→ Selected excerpt

------------------------------------------------------------------------

Last modified: 2005-03-05 by ivan sache
Keywords: val-de-marne | nogent-sur-marne | towers: 2 (white) | fleurs-de-lys: 3 (yellow) | wheat: 2 (yellow) | grape (yellow) | reed |
Links: FOTW homepage |
search |
disclaimer and copyright |
write us |
mirrors
See also:
The city of Nogent-sur-Marne (28,000 inhabitants; 286 ha) is located 11
km east of the center of Paris, but the municipal territory of Nogent
borders the municipal territory of Paris via the woods of Vincennes.
The river Marne flows into the Seine in Alfortville, a few kilometers
downstream from Nogent-sur-Marne.
There are several cities called Nogent (from Latin Novigentum, new
settlement) in France, therefore the need of a longer name to distinguish
them: Nogent-en-Othe, Nogent-l'Abbesse, Nogent-l'Artaud,
Nogent-le-Bernard, Nogent-le-Phaye, Nogent-le-Roi, Nogent-le-Rotrou , Nogent-le-Sec, Nogent-les-Montbard, Nogent-sur-Aube, Nogent-sur-Eure, Nogent-sur-Loir,
Nogent-sur-Marne, Nogent-sur-Oise, Nogent-sur-Seine,
Nogent-sur-Vernisson, and ... Nogent.
History of Nogent-sur-Marne
Although Nogent is one of the oldest Gallo-Roman settlements around
Paris, there is no trace of the name of the city before the VIth
century. In his "History of the Franks", St. Grégoire de Tours (c.
538-594) writes that the Merovingian King Chilpéric I (539-584) met the
Roman Eastern Emperor Tiberius in his royal villa in Nogent.

------------------------------------------------------------------------

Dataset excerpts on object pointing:
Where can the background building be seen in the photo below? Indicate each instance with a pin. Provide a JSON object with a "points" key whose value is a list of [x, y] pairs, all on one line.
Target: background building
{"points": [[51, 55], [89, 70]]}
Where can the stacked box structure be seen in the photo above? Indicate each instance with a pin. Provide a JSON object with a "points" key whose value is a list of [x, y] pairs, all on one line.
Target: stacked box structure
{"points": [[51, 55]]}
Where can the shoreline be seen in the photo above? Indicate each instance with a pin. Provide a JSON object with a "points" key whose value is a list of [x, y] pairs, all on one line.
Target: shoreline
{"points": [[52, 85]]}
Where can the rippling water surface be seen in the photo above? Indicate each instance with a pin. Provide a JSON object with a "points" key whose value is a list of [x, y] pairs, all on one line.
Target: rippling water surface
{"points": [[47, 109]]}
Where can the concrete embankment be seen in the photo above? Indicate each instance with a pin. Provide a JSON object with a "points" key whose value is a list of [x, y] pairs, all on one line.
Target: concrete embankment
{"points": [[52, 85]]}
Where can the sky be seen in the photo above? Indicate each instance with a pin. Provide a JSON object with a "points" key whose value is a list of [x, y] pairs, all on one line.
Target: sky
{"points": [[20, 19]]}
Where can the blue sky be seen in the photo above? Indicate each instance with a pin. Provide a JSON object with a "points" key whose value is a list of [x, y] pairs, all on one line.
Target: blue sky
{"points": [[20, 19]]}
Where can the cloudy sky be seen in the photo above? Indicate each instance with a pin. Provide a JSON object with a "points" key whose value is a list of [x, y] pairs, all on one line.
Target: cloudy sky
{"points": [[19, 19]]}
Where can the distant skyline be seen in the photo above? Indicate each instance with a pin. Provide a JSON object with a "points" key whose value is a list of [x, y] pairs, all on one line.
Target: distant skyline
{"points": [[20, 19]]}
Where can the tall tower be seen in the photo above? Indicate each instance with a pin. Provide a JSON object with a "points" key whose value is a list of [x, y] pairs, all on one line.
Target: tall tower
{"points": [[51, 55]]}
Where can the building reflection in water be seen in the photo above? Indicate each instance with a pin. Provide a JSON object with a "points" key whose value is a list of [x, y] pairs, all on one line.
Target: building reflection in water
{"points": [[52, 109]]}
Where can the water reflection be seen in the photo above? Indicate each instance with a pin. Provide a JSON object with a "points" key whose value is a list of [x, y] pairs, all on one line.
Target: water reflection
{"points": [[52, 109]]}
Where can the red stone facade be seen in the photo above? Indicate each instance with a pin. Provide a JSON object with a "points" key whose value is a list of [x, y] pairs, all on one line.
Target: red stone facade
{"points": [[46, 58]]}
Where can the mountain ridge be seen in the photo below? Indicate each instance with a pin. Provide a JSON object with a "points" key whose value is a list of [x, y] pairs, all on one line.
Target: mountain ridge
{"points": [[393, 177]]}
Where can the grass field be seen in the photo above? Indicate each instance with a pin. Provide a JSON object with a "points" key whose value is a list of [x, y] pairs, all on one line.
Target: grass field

------------------------------------------------------------------------

→ The exercise
Copy the Nogent-sur-Marne page between "There are several" and "and ... Nogent.", inclusive, substituting "differentiate" for "distinguish".

→ Complete answer
There are several cities called Nogent (from Latin Novigentum, new
settlement) in France, therefore the need of a longer name to differentiate
them: Nogent-en-Othe, Nogent-l'Abbesse, Nogent-l'Artaud,
Nogent-le-Bernard, Nogent-le-Phaye, Nogent-le-Roi, Nogent-le-Rotrou , Nogent-le-Sec, Nogent-les-Montbard, Nogent-sur-Aube, Nogent-sur-Eure, Nogent-sur-Loir,
Nogent-sur-Marne, Nogent-sur-Oise, Nogent-sur-Seine,
Nogent-sur-Vernisson, and ... Nogent.